Pubdate: Wed, 10 Sep 2014
Source: SF Weekly (CA)
Copyright: 2014 Village Voice Media
Author: Chris Roberts

Unmarked Helicopters Are Supposedly Cutting Down Legal Pot Grows in Mendocino


His weathered face and his whitening hair make Butch Small look older 
than his 58 years. He looks better than he should, according to the 
doctors who told him two years ago that he'd soon die from a 
combination of hepatitis C and cirrhosis of the liver. He'd been 
sober a quarter-century, he says, but the booze kept stalking him. It 
was marijuana that saved him: High-CBD strains grown by his neighbor 
in Mendocino County's remote Potter Valley turned his yellowed skin 
back to normal, and, "had me springing out of bed at 7 in the morning 
feeling great."

A refugee from the city, escaping to the wilderness in search of 
health and solace, dependent on the marijuana industry in more ways 
than one: Small is a typical Mendocino County character. And like 
most people in the Emerald Triangle, he has a deep mistrust of authorities.

Which was only reinforced one morning in early August when he saw a 
helicopter, all black, with no identifying insignia, dipping into 
valleys around his spread "like a bumblebee," he says, dropping men 
in camouflage fatigues onto a nearby plot of land belonging to a 
timber company. The helicopter brought up a load of cut-down pot 
plants. Small watched as the helicopter cleared that grow and then 
another before it zoomed overhead and dropped down on his neighbor's 
land, where that year's high-CBD crop, 55 plants on two parcels of 
land, was reaching maturity. By the time Small jumped in his truck 
and sped over to his neighbor's ranch, the men were on the ground and 
cutting down the legal plants, he claims.

Everyone in pot country knows the drill. Law enforcement officers are 
supposed to identify themselves by name or badge number, provide a 
business card, or leave behind documentation when destroying a pot garden.

These men, he says, repeating the story he told over Labor Day 
weekend to the county sheriff and a meeting of 100 graying longhairs 
like him, had no badges. The only identification presented was one 
man pulling up a sleeve to show the words "POLICE" stenciled on a thermal top.

That was troubling. "This is unincorporated land," he says, rattling 
off DEA, U.S. Forest Service, and Mendocino County Sheriff's deputies 
as the local lawmen. "We've never had a quote-unquote policeman up here."

So who were they? They may have been the same mysterious crew that's 
accused of ripping up supposedly legal grows all over Mendocino 
County this summer.

For years, the primeval woods in Mendocino, Trinity, and Humboldt 
counties have been forbidden territory. Unsafe for civilians and a 
risk even for the heavily armed law enforcement in military 
helicopters, the pristine forests were "under attack," U.S. Attorney 
Melinda Haag told reporters in 2011, by the outlaw marijuana grows 
hidden underneath the redwoods.
+ + +
◆ **The tasks**:
• A. Repeat the stretch of the Mendocino helicopter article from "His weathered face" through "mistrust of authorities.".
• B. In the Mendocino helicopter article, how many high-CBD plants were growing on the neighbor's land?
• C. Summarize the Mendocino helicopter article in two sentences.
+ + +
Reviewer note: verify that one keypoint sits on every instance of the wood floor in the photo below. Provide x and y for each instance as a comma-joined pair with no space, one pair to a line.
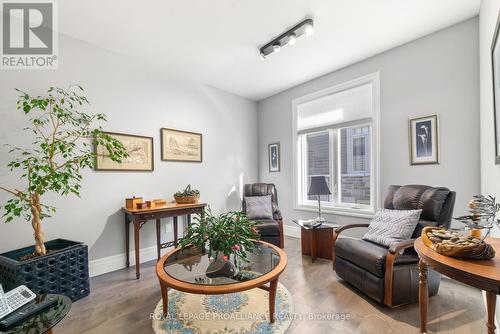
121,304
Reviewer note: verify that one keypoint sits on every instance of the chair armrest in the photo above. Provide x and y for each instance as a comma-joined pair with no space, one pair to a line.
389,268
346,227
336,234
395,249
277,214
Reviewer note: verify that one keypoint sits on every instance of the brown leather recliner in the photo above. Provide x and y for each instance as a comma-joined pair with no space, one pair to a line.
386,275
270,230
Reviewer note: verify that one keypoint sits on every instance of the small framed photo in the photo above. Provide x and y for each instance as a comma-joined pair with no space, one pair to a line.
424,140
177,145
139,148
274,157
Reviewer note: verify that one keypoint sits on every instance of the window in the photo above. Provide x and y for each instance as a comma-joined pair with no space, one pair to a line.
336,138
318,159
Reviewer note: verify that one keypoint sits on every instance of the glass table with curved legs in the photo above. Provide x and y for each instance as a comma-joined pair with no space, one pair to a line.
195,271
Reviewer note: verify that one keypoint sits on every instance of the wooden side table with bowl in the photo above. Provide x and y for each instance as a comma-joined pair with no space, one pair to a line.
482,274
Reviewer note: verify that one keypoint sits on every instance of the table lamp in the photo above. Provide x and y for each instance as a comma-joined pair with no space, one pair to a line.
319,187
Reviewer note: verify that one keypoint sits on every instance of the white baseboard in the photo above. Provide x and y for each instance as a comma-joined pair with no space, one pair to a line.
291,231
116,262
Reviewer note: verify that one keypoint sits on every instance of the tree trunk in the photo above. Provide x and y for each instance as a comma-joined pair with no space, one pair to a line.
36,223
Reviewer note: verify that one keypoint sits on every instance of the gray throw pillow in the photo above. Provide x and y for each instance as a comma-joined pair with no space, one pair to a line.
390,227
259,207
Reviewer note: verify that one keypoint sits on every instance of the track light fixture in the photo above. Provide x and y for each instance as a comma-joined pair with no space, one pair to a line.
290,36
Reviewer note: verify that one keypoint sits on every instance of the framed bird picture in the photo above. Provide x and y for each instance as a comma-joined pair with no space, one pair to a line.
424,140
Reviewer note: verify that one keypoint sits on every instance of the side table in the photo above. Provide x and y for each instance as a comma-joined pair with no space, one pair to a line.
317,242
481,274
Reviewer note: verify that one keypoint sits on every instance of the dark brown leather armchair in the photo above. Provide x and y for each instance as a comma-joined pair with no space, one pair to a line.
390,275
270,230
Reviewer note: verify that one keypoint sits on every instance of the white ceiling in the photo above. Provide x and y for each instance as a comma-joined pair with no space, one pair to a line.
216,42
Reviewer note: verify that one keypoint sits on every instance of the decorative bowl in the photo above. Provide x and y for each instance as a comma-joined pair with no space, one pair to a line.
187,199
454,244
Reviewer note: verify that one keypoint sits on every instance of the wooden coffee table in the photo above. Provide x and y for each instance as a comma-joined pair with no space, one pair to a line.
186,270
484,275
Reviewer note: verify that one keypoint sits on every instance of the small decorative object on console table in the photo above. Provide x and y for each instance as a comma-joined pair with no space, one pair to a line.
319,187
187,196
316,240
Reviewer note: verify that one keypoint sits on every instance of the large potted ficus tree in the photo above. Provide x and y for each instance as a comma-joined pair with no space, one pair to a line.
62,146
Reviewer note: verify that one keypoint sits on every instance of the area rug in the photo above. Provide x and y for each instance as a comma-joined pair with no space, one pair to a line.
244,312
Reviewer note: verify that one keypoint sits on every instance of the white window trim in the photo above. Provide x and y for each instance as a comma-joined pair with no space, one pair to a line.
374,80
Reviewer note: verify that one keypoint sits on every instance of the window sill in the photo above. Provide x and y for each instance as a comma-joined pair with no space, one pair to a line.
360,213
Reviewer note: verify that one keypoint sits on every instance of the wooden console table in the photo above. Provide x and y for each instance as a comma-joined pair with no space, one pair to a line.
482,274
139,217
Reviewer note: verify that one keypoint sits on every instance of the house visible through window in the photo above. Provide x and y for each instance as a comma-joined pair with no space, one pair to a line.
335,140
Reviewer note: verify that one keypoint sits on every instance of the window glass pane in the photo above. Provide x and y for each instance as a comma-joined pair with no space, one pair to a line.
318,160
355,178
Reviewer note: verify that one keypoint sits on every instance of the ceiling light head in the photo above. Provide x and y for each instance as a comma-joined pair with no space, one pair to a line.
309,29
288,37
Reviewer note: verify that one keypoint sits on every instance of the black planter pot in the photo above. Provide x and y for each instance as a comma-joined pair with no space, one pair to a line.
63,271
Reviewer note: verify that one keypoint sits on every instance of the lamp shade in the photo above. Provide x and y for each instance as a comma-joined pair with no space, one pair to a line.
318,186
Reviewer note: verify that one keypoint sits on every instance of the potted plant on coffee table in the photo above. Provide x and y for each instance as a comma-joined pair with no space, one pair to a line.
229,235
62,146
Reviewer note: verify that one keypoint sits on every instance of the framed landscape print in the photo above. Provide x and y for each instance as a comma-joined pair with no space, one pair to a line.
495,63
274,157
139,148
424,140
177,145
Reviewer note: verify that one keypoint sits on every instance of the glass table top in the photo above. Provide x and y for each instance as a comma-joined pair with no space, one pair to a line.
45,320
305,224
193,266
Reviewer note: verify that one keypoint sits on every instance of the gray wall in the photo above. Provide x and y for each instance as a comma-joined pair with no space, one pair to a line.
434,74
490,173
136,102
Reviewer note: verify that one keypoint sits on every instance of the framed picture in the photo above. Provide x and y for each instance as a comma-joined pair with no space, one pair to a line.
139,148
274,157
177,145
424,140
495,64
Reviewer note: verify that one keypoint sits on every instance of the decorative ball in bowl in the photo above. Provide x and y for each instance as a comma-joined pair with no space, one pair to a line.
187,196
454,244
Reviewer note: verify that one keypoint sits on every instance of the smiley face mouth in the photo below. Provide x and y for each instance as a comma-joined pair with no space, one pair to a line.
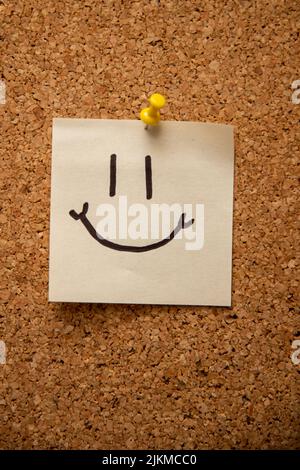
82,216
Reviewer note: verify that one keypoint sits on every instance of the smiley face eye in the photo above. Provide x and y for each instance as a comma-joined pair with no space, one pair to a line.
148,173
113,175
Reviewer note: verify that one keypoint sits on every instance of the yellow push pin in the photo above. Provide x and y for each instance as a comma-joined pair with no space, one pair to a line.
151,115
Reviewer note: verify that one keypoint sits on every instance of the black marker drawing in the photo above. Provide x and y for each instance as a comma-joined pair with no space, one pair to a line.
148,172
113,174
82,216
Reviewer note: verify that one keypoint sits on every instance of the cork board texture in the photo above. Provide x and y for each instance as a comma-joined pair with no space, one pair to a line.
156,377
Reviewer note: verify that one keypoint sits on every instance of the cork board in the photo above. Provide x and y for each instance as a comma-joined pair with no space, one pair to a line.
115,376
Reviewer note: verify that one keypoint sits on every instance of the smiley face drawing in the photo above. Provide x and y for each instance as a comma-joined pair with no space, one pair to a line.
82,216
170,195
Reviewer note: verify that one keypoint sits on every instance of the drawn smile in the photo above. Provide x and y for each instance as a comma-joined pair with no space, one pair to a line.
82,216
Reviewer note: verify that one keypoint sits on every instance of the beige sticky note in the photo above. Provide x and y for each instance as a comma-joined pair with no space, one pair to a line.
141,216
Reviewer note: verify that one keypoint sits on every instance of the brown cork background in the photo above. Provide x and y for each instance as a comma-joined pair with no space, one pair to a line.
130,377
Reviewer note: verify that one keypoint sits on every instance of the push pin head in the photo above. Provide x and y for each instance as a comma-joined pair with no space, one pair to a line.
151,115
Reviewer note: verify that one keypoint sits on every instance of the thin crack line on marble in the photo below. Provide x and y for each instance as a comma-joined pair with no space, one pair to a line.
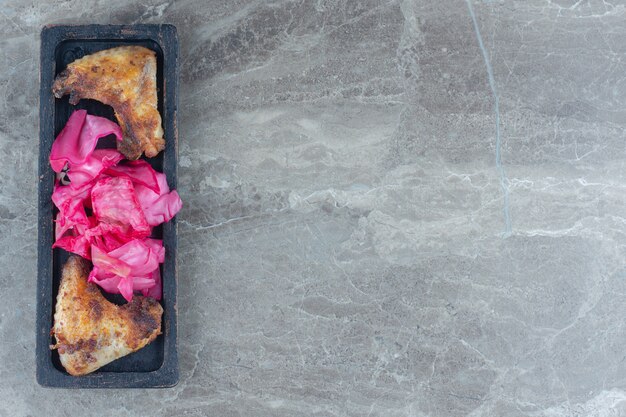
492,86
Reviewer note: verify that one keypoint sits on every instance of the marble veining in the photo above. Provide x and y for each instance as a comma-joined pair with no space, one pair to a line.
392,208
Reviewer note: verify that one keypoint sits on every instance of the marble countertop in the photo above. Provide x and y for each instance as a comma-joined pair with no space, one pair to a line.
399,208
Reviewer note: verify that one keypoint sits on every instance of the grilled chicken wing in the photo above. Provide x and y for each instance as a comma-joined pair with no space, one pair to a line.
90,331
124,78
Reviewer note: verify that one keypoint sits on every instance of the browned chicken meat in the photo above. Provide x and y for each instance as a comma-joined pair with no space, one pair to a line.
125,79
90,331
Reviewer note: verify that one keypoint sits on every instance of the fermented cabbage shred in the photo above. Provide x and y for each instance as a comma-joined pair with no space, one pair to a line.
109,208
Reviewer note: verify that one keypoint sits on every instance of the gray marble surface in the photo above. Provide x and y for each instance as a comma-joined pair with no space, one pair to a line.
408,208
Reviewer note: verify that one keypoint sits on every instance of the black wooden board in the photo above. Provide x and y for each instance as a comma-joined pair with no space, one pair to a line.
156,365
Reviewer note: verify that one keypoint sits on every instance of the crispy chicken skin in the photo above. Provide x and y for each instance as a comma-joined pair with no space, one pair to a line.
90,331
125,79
+ + +
◆ **Answers for this exercise**:
• A.
His weathered face and his whitening hair make Butch Small look older 
than his 58 years. He looks better than he should, according to the 
doctors who told him two years ago that he'd soon die from a 
combination of hepatitis C and cirrhosis of the liver. He'd been 
sober a quarter-century, he says, but the booze kept stalking him. It 
was marijuana that saved him: High-CBD strains grown by his neighbor 
in Mendocino County's remote Potter Valley turned his yellowed skin 
back to normal, and, "had me springing out of bed at 7 in the morning 
feeling great."

A refugee from the city, escaping to the wilderness in search of 
health and solace, dependent on the marijuana industry in more ways 
than one: Small is a typical Mendocino County character. And like 
most people in the Emerald Triangle, he has a deep mistrust of authorities.

• B. 55 plants, on two parcels of land.

• C. Butch Small, a 58-year-old Potter Valley resident who says high-CBD marijuana grown by his neighbor restored his health, claims that in early August an unmarked black helicopter dropped men in camouflage who cut down the neighbor's 55 legal plants. The men showed no badges, only the word "POLICE" stenciled on a thermal top, and they may have been the same mysterious crew accused of ripping up supposedly legal grows across Mendocino County that summer.